## DATA FOR PROCESSING
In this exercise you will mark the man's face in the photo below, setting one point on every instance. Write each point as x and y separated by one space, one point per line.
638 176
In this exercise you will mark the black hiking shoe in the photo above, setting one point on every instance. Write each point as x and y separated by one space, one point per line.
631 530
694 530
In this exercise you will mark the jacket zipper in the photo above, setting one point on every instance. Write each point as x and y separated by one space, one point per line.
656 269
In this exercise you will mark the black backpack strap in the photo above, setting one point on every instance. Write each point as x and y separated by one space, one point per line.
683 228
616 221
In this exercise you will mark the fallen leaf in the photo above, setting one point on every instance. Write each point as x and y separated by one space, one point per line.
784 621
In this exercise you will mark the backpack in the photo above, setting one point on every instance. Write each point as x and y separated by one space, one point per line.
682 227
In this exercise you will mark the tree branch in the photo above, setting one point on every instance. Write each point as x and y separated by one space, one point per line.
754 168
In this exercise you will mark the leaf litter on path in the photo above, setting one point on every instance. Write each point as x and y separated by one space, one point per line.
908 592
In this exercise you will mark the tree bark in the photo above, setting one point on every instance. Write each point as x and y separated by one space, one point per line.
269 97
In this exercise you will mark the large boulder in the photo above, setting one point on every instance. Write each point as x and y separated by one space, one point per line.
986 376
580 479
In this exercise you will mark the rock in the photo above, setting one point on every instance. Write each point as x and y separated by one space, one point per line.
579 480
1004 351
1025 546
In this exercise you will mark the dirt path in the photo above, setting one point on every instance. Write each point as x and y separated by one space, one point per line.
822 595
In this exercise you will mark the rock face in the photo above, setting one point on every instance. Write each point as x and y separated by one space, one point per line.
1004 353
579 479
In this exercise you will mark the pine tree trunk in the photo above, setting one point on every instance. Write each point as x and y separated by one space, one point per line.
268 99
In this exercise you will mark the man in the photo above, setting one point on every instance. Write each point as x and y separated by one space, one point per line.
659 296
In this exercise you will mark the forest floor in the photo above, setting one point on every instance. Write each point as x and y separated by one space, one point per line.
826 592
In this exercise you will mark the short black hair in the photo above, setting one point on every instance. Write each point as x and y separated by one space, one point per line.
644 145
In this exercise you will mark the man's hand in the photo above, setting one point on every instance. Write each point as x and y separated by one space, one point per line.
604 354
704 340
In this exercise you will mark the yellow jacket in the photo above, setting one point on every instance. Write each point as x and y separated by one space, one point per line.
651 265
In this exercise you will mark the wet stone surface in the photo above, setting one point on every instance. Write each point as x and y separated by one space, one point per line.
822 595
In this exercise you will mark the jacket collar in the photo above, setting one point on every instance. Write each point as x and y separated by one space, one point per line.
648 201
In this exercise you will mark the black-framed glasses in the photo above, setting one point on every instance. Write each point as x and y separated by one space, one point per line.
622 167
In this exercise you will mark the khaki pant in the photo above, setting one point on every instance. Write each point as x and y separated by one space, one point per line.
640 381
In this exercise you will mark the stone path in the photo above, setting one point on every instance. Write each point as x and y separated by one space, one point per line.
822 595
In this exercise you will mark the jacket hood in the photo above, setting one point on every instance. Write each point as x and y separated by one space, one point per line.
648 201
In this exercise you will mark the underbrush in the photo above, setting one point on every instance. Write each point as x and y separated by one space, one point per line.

## AIM
Can you reproduce all the material exactly?

## TASK SOLUTION
In this exercise you will mark the man's face in the photo below, setting one point on every instance. Write each point as x and y separated by one space, one point per line.
638 176
In this exercise you will mark the black hiking shoe in the photo above, setting one point on every instance. Write each point as x and y separated by one space, one point per line.
631 530
694 530
In this exercise you will mark the jacket zipper in the photo above, setting one point on every instance. Write each point as x and y separated by one space, one point per line.
656 269
In this exercise you will mark the black backpack strap in the photo above, setting one point on every instance. Write each point as x and y separated by one space, one point per line.
683 228
616 221
In this exercise you will mark the fallen leaf in the photo above, setting one point on every instance. Write each point as x and y separated by one space, one point per line.
784 621
In this exercise you will mark the backpack in the photo above, setting one point on every instance. Write each point as x and y separated by one space, one point per line.
682 227
In this exercise you will mark the tree branch in the photo above, setting one point on every instance. Write each point as x and y separated by one space, one point per line.
754 168
In this exercise you will mark the leaf litter on path in the photo above, setting one point on every instance. Write each point as x and y separated by one space, one point per line.
908 592
In this exercise you will mark the tree bark in the photo above, setting one point on every instance. Write each point as x and y separated by one space, one point per line.
269 97
In this exercise you will mark the large boulder in the photo above, setting one point on every instance. Write each point as x and y separated by one space, one point per line.
986 376
580 479
In this exercise you will mark the rock in the photo above, setting one point on every instance. Write each point as x and y separated by one space, one point per line.
579 480
1004 351
1025 546
In this exercise you will mark the dirt path in the photo above, setting one point on every instance. Write each point as x and y separated by one space, one point per line.
822 595
In this exercise you will mark the rock face in the photo above, setting one point on every instance. Write each point as x and y separated by one space, one point per line.
1004 353
579 479
In this exercise you will mark the pine tree trunk in the photo above, setting one point on every instance. Write each point as x and y separated by one space, one point per line.
268 99
In this exercise you will mark the man in the photo above, setting one point on every instance. Write each point as x and y separated by one space, one point per line.
659 296
In this exercise you will mark the forest floor in the photo above, setting one point on every instance. Write each point as x and y separated by one space, one point per line.
826 592
In this exercise you will mark the short black hair in the photo above, setting one point on every instance. Write each point as x and y separated by one space, one point per line.
644 145
In this exercise you will mark the man's hand in the photo above, setting one point on every instance. Write each point as x and y separated by one space, one point per line.
604 354
704 340
In this exercise you will mark the yellow jacket in the photo above, setting one point on every instance. Write each point as x and y separated by one space, one point per line.
651 265
In this exercise you will mark the wet stone surface in the photo above, setting one point on every instance. Write each point as x and y separated by one space, one point per line.
822 595
In this exercise you will mark the jacket collar in the photo above, setting one point on every instance. Write each point as x and y separated by one space, one point per line.
648 201
In this exercise you will mark the black-framed glasses in the photo above, setting one point on every instance. Write each point as x and y separated by one space, one point per line.
622 167
In this exercise you will mark the khaki pant in the photo above, setting one point on every instance. Write each point as x and y separated by one space, one point per line.
640 381
In this exercise you will mark the stone path in the photo above, setting one point on every instance. Write each point as x and y separated by one space, one point per line.
822 595
In this exercise you will mark the jacket hood in the photo above, setting one point on every instance. Write each point as x and y separated by one space, one point per line.
648 201
In this exercise you will mark the underbrush in the photo above, setting one point on every instance. Write each point as x and y separated by one space, one point per line.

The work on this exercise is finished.